TEXT SHOWN:
################

Seema’s kids are married now and things are a lot more peaceful between families. “When we got together there was a moment of instability because the children were still young then. Everybody was anxious. But that’s life, you’ve got to face what it throws at you. Now, her ex-husband is happy in his life, we’re happy in ours. We’re not the kind you’ll bump into at social gatherings. Both of us like being away in the mountains. We just got back from six months in Himachal Pradesh,” Simi says.

During these trips, Simi carries footballs and any other sporting equipment she can manage to find donors for, in the trunk of their car. “In cities we usually first learn a sport and then build our core strength. The kids in pahaads (mountains) already have terrific strength and flexibility, they just need to play a sport. There’s a huge difference,” she says. “I’ve distributed soccer balls and other sports equipment in two schools so far. Perhaps the next time I visit, I can find out what came of it.”

Selfless giving is among the greatest lessons life in America taught her, she explains. Simi and South Korea’s Pak Se-ri were the first two Asians on the LPGA Tour. A couple of years after Pak arrived, a parade of fellow Koreans landed. “But there wasn’t a single Indian even sniffing the Tour. I had peers like Annika Sorenstam asking me, “Simi, what’s happening in India, man?” I realised that the sport has given me so much so it was my time to give back. I gave up my green card, got back to India and helped set up the Women’s Golf Association of India (WGAI) together with a fellow Indian golfer, Champika Sayal. I owe it to my fabulous friends and legends in the sport in America who took me under their wing and taught me how rewarding it is to give rather than receive. They encouraged me to get things moving in India for women’s golf. They were right. It made me viscerally happy.”

During her India visits, Mehra would ferry golf balls and equipment donated to her by LPGA peers to help grow the women’s game in the country. In 2005, she organised a game and invited international names Heather Daly-Donofrio, Hilary Lunke and Celeste Troche to play an exhibition at the DLF Golf & Country Club in New Delhi. Simi won it. The following year, WGAI launched a five-leg Tour and hosted the Women’s Indian Open, for a prize purse of $100000. The tournament is now sanctioned by the Ladies European Tour.

################

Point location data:

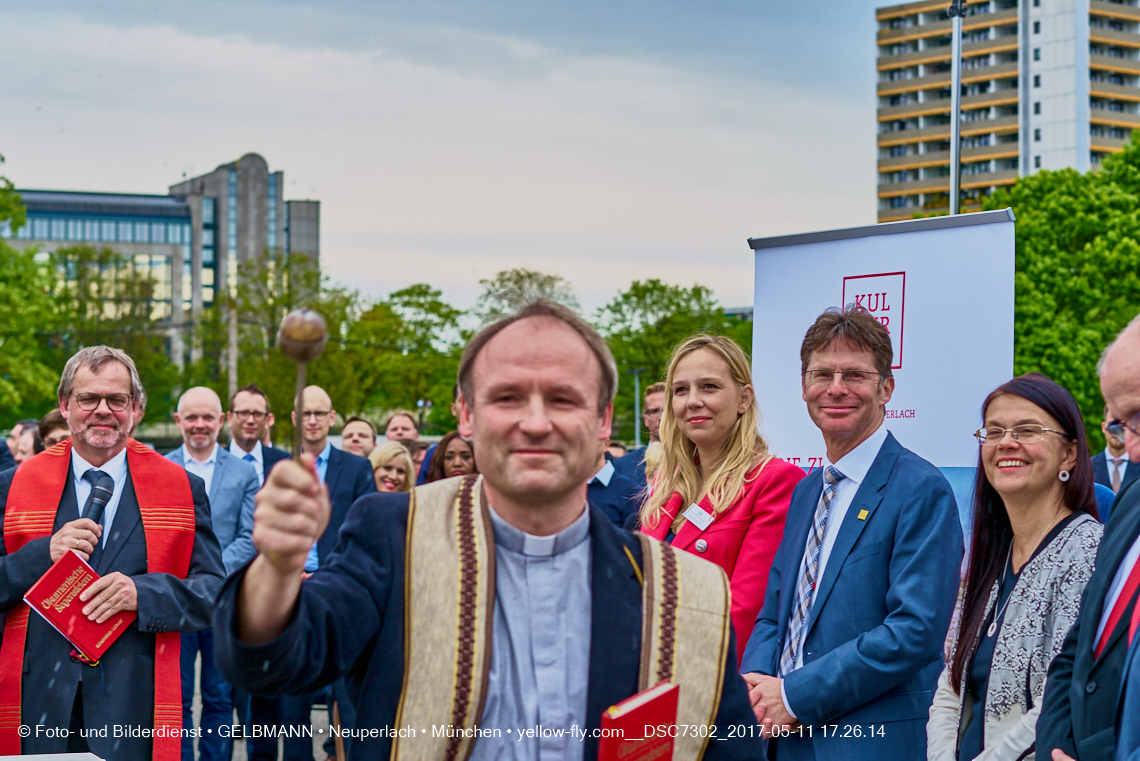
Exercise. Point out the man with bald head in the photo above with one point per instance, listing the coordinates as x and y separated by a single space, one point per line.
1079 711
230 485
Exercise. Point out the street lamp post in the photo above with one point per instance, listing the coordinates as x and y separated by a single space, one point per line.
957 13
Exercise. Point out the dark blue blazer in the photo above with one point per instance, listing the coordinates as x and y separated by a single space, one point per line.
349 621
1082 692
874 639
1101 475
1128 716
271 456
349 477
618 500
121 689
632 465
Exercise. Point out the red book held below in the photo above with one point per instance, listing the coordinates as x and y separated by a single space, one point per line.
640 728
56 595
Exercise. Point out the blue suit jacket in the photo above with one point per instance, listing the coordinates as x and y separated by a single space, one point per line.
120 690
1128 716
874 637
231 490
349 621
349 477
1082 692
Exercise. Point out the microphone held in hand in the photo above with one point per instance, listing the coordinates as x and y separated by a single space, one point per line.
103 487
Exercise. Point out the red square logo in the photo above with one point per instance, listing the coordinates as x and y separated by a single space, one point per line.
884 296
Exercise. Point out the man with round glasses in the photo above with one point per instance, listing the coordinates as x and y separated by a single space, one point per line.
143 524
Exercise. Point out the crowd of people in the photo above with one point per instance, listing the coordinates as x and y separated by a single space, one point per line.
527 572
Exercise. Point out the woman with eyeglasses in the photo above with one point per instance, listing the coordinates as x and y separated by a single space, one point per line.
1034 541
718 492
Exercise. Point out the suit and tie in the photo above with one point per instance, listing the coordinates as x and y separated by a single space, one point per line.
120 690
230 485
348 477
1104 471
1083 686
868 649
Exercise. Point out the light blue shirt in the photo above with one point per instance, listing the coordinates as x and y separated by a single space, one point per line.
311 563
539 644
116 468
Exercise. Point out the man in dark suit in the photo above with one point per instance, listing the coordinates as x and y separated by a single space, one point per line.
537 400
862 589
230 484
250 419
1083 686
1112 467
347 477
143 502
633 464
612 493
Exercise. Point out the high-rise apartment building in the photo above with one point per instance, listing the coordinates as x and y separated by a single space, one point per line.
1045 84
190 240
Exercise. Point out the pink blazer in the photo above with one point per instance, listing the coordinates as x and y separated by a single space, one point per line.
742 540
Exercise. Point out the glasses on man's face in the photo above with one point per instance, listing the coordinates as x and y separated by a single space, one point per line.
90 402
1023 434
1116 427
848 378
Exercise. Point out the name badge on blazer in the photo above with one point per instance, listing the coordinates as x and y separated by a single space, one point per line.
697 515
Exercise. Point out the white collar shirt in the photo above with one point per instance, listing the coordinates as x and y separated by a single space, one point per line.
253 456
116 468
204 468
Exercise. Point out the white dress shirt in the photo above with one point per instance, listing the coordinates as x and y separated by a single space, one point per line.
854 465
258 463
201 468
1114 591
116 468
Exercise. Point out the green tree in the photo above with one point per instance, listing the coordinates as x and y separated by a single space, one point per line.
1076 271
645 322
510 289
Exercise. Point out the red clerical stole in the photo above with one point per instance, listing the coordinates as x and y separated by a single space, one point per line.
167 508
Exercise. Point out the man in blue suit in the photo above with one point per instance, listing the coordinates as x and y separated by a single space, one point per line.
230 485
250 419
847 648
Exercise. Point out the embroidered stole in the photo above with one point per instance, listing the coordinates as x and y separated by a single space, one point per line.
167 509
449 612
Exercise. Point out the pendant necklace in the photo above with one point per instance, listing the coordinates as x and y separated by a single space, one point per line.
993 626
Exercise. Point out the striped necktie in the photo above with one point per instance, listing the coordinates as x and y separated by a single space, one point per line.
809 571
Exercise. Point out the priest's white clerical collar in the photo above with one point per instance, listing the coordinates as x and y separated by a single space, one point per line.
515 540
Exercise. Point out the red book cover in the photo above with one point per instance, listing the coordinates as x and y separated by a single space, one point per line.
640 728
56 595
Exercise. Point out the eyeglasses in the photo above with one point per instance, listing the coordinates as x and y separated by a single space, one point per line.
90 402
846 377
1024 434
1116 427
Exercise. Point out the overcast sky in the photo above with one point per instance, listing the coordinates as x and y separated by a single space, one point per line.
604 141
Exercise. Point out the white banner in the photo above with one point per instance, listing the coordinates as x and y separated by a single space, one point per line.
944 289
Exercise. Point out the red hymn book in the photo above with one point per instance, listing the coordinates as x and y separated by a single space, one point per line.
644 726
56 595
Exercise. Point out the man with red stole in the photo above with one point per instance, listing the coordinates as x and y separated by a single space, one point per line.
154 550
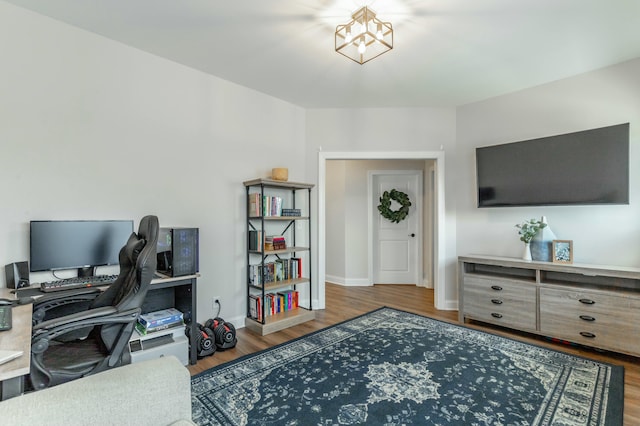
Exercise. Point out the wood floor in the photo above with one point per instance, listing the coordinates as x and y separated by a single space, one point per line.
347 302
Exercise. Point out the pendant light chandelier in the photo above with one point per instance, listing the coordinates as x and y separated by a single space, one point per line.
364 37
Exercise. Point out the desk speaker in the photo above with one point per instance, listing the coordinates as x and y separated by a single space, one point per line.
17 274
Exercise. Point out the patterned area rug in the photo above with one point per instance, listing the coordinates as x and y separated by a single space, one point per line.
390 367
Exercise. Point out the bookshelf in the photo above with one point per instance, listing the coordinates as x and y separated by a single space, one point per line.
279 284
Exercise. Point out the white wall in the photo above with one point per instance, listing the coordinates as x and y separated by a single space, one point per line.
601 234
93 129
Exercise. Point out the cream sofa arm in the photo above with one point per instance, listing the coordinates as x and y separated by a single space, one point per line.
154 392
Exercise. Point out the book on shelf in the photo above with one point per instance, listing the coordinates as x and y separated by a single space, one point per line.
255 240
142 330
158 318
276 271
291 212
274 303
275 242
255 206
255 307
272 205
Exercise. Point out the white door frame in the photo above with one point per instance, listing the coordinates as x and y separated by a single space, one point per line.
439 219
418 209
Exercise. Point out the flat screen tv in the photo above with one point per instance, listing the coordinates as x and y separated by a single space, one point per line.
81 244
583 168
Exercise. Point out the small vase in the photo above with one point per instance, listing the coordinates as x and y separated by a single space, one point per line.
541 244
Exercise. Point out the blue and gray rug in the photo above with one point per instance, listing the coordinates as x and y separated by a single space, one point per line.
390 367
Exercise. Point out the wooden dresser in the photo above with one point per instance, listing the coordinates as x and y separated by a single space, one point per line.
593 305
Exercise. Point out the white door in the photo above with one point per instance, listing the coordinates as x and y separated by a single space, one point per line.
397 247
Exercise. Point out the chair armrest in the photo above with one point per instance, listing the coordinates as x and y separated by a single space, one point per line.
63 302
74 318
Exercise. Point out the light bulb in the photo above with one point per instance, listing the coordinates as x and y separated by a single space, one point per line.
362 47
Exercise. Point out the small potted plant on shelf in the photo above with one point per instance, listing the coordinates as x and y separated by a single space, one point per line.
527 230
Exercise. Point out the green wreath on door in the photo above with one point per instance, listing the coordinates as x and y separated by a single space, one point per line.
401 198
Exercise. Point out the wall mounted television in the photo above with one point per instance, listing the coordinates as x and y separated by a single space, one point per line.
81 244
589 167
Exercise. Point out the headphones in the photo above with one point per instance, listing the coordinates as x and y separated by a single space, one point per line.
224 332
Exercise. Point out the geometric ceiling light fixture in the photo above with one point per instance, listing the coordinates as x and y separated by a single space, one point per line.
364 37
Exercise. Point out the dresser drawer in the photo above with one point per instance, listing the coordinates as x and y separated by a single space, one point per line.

################

REQUIRED ACTIONS:
**a)** In the passage about Simi Mehra, who helped her set up the Women's Golf Association of India?
**b)** Write the next few sentences of the passage about Simi Mehra, picking up after its last sentence.
The entries are separate material with no connection to the passage about Simi Mehra.

ANSWERS GIVEN:
**a)** Champika Sayal, a fellow Indian golfer.

**b)**
“The golfing community is a small one. Most within India knew that Seema and I were together. Trust me I faced a lot of backlash when I was building the Tour. Now apparently, I’m just an invitee. But it doesn’t matter. The important thing is there’s an organization in place and there are girls making a living out of it. That was my only objective. I don’t care about being remembered as a founding member.”

After Simi, it took two decades for a second Indian to break into the LPGA Tour. Aditi Ashok joined the elite female professional golfers’ club as a rookie in 2017. Simi wasn’t surprised. “When she was 12 or 13, Aditi had beaten me in a playoff. A few years after that, I remember at one of the tournaments in Bangalore, caddying for herself, pulling her own cart and still shooting a phenomenal round. That day I heard myself say, ‘Okay, this kid is going to make it big’. Watching her do what she did at the Olympics this year, I had tears in my eyes. I couldn’t sleep on any of the four nights because I just couldn’t wait to see her play at dawn.”

In contrast to Aditi, Simi’s exploits never found their due in her time. “There was no support from the country. No media covering any of the events and no mention even when I made top-ten finishes on the Tour. But after a while you forget about it because you’re so focused on what you’re trying to do out there – surviving on the Tour and trying to pay your bills.”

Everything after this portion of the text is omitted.